* BEGIN TEXT *

Before humans start living in space on a regular basis, there's a lot of basic science and political agendas that need to advance. We talked to scientists and experts about the fundamental things they think we should do right now, if we want to have a space colony in the next 100 years.

Interstellar Mayflower, art by Stephan Martiniere

NASA astronomer Amy Mainzer, who studies Near Earth Objects at JPL, says our number one priority has to be here on our home planet.

She told io9 that it's a pretty inhospitable universe out there, so our space colonies will probably never replace home:

From my perspective, the most important thing we can do to be prepared for any activity far in the future is try not to wipe out life here. Indiscriminate environmental destruction and the practice of rendering entire species extinct cannot continue if we want to have a long-term future either in space or on Earth. As an astronomer, I spend a lot of time thinking about other places than Earth, and they are not particularly hospitable. It's pretty clear that the vast majority of humanity will stay here. Therefore, I'd say that the defining challenge of the next hundred years is to come to grips with creating a sustainable future here, as a minimum precursor to building a sustainable future anywhere else.

Ariel Waldman is a committee member of the National Academy of Sciences' Committee on Human Spaceflight, and she told us about that group's latest thinking on how we'd develop a human colony on Mars in the next century. The group recently presented a hefty plan for human space missions to the U.S. government, and Waldman told us that the upshot is that we absolutely need to change NASA's direction now if we want a space colony in the twenty-first century.

* END TEXT *

» **TASK DESCRIPTION**:
Please reproduce the passage on preparing for a space colony word for word, from start to finish.

* BEGIN DATA RECORDS *

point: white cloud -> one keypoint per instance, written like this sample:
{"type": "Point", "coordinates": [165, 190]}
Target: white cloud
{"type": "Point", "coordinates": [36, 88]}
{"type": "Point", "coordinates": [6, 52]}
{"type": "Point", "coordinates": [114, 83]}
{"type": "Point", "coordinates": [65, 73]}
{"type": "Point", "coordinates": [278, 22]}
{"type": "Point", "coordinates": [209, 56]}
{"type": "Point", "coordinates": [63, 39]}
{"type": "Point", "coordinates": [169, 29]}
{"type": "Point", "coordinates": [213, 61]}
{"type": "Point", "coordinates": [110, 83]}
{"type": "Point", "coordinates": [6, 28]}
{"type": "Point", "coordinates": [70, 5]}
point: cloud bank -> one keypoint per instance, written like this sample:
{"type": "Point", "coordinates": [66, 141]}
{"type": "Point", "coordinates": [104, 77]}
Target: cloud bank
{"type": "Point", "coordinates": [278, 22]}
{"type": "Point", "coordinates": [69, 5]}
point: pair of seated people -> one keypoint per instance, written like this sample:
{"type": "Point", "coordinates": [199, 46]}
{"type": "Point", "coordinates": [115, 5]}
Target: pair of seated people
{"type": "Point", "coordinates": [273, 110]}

* END DATA RECORDS *

» **COMPLETED TASK**:
Before humans start living in space on a regular basis, there's a lot of basic science and political agendas that need to advance. We talked to scientists and experts about the fundamental things they think we should do right now, if we want to have a space colony in the next 100 years.

Interstellar Mayflower, art by Stephan Martiniere

NASA astronomer Amy Mainzer, who studies Near Earth Objects at JPL, says our number one priority has to be here on our home planet.

She told io9 that it's a pretty inhospitable universe out there, so our space colonies will probably never replace home:

From my perspective, the most important thing we can do to be prepared for any activity far in the future is try not to wipe out life here. Indiscriminate environmental destruction and the practice of rendering entire species extinct cannot continue if we want to have a long-term future either in space or on Earth. As an astronomer, I spend a lot of time thinking about other places than Earth, and they are not particularly hospitable. It's pretty clear that the vast majority of humanity will stay here. Therefore, I'd say that the defining challenge of the next hundred years is to come to grips with creating a sustainable future here, as a minimum precursor to building a sustainable future anywhere else.

Ariel Waldman is a committee member of the National Academy of Sciences' Committee on Human Spaceflight, and she told us about that group's latest thinking on how we'd develop a human colony on Mars in the next century. The group recently presented a hefty plan for human space missions to the U.S. government, and Waldman told us that the upshot is that we absolutely need to change NASA's direction now if we want a space colony in the twenty-first century.